**WHAT YOU SHOULD DO:** Write out every entry below word for word, leaving nothing out.

**THE DATA:**
● ● ● ● ●

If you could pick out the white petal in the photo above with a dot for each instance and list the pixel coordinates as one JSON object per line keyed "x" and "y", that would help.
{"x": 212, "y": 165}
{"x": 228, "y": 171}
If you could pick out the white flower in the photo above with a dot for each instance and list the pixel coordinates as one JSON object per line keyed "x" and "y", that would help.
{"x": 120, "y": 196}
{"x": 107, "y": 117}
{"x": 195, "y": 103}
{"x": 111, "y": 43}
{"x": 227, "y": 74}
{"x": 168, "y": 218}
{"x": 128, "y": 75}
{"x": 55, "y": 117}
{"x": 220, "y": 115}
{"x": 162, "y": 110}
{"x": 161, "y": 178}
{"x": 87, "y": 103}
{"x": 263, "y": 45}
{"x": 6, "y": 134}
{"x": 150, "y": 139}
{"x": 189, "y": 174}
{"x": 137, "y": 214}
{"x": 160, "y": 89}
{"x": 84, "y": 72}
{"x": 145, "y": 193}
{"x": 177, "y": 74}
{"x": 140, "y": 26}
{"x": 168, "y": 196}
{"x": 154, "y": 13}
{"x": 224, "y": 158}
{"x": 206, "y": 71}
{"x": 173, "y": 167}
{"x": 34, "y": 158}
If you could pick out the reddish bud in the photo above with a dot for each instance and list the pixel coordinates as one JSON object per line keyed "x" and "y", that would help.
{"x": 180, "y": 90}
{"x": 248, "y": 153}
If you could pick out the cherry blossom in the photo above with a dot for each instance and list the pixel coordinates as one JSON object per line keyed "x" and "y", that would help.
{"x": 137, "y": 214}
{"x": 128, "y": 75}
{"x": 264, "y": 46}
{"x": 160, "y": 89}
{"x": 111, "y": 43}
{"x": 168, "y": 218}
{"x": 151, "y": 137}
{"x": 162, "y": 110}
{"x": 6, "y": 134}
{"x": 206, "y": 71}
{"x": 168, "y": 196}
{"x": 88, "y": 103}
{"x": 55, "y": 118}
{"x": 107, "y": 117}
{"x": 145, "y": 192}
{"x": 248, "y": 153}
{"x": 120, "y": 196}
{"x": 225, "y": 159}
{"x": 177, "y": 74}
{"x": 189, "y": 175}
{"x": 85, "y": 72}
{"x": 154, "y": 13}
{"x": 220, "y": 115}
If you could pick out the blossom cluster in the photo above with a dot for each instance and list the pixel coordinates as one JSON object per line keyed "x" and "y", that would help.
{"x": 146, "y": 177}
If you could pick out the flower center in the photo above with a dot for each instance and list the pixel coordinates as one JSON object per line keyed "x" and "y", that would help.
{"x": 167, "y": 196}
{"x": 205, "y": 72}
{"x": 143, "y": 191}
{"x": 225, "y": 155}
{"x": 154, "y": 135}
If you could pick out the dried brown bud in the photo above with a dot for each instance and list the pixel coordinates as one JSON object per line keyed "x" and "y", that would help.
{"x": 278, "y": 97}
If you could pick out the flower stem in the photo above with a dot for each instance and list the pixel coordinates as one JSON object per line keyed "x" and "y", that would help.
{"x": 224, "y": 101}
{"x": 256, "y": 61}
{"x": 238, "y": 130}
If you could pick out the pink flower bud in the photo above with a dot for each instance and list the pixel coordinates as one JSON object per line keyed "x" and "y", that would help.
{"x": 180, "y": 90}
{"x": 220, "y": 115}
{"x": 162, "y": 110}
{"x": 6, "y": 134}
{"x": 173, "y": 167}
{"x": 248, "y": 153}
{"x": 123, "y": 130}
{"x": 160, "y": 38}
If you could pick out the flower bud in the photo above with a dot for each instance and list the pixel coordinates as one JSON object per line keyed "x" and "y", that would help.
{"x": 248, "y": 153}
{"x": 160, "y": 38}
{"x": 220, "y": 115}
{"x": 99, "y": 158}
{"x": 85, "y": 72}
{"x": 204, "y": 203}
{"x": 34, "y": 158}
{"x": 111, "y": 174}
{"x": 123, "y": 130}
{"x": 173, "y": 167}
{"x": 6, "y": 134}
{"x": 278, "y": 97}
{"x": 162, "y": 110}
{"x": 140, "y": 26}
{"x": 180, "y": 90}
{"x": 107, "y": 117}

● ● ● ● ●

**YOUR SOLUTION:**
If you could pick out the white petal in the photo above with a dot for each instance and list the pixel coordinates as one JSON object per line keyed "x" and "y", that would help.
{"x": 212, "y": 165}
{"x": 228, "y": 171}
If you could pick out the white flower in the photo above with a dot for each instance and list the pixel coordinates as one JSON object per line keyed "x" and "y", that would help.
{"x": 120, "y": 196}
{"x": 107, "y": 117}
{"x": 195, "y": 103}
{"x": 111, "y": 43}
{"x": 227, "y": 74}
{"x": 168, "y": 218}
{"x": 128, "y": 75}
{"x": 55, "y": 117}
{"x": 220, "y": 115}
{"x": 162, "y": 110}
{"x": 161, "y": 178}
{"x": 87, "y": 103}
{"x": 263, "y": 45}
{"x": 6, "y": 134}
{"x": 150, "y": 139}
{"x": 189, "y": 174}
{"x": 137, "y": 214}
{"x": 160, "y": 89}
{"x": 84, "y": 72}
{"x": 145, "y": 193}
{"x": 177, "y": 74}
{"x": 140, "y": 26}
{"x": 168, "y": 196}
{"x": 154, "y": 13}
{"x": 224, "y": 158}
{"x": 206, "y": 71}
{"x": 173, "y": 167}
{"x": 34, "y": 158}
If you could pick out the reddish bud in the photo above with a dot for each instance and list the pixel coordinates as one JSON object per line keyed "x" and "y", that would help.
{"x": 180, "y": 90}
{"x": 248, "y": 153}
If you could pick out the cherry blossom in the photo above with a dot for each instance and list the pixel coordinates as one JSON object per line keyed "x" and "y", that would help.
{"x": 137, "y": 214}
{"x": 128, "y": 75}
{"x": 264, "y": 46}
{"x": 160, "y": 89}
{"x": 111, "y": 43}
{"x": 168, "y": 218}
{"x": 151, "y": 137}
{"x": 162, "y": 110}
{"x": 6, "y": 134}
{"x": 206, "y": 71}
{"x": 168, "y": 196}
{"x": 88, "y": 103}
{"x": 55, "y": 118}
{"x": 107, "y": 117}
{"x": 145, "y": 192}
{"x": 248, "y": 153}
{"x": 120, "y": 196}
{"x": 225, "y": 159}
{"x": 177, "y": 74}
{"x": 189, "y": 175}
{"x": 85, "y": 72}
{"x": 154, "y": 13}
{"x": 220, "y": 115}
If you could pick out the blossom cluster in the photo above with a dot for each instance and list the pixel coordinates as one JSON object per line keyed "x" and "y", that would help.
{"x": 146, "y": 177}
If you could pick out the flower center in the photo above with a dot for each instance and list the pixel coordinates as one JSON object per line keyed "x" and "y", that would help.
{"x": 167, "y": 196}
{"x": 205, "y": 72}
{"x": 143, "y": 191}
{"x": 225, "y": 155}
{"x": 154, "y": 135}
If you could pick out the dried brown bud in the photo above with a dot for each instance and list the pixel coordinates as one JSON object per line keyed "x" and "y", that would help.
{"x": 278, "y": 97}
If you could pick out the flower stem in the photo above with a dot for each instance and list the pixel coordinates as one JSON object per line keyed "x" and "y", that would help.
{"x": 224, "y": 101}
{"x": 256, "y": 61}
{"x": 238, "y": 130}
If you could pick out the pink flower bud in the photo above with a dot for each instance and list the pixel coordinates as one JSON object per line keyed "x" and "y", that would help.
{"x": 180, "y": 90}
{"x": 220, "y": 115}
{"x": 162, "y": 110}
{"x": 6, "y": 134}
{"x": 173, "y": 167}
{"x": 248, "y": 153}
{"x": 123, "y": 130}
{"x": 160, "y": 38}
If you could pick out the flower bud in the photo above with a dot for each instance and list the pixel coordinates as one JSON object per line keyed "x" and "y", that would help.
{"x": 248, "y": 153}
{"x": 160, "y": 38}
{"x": 220, "y": 115}
{"x": 99, "y": 158}
{"x": 85, "y": 72}
{"x": 204, "y": 203}
{"x": 34, "y": 158}
{"x": 111, "y": 174}
{"x": 123, "y": 130}
{"x": 173, "y": 167}
{"x": 6, "y": 134}
{"x": 278, "y": 97}
{"x": 162, "y": 110}
{"x": 140, "y": 26}
{"x": 180, "y": 90}
{"x": 107, "y": 117}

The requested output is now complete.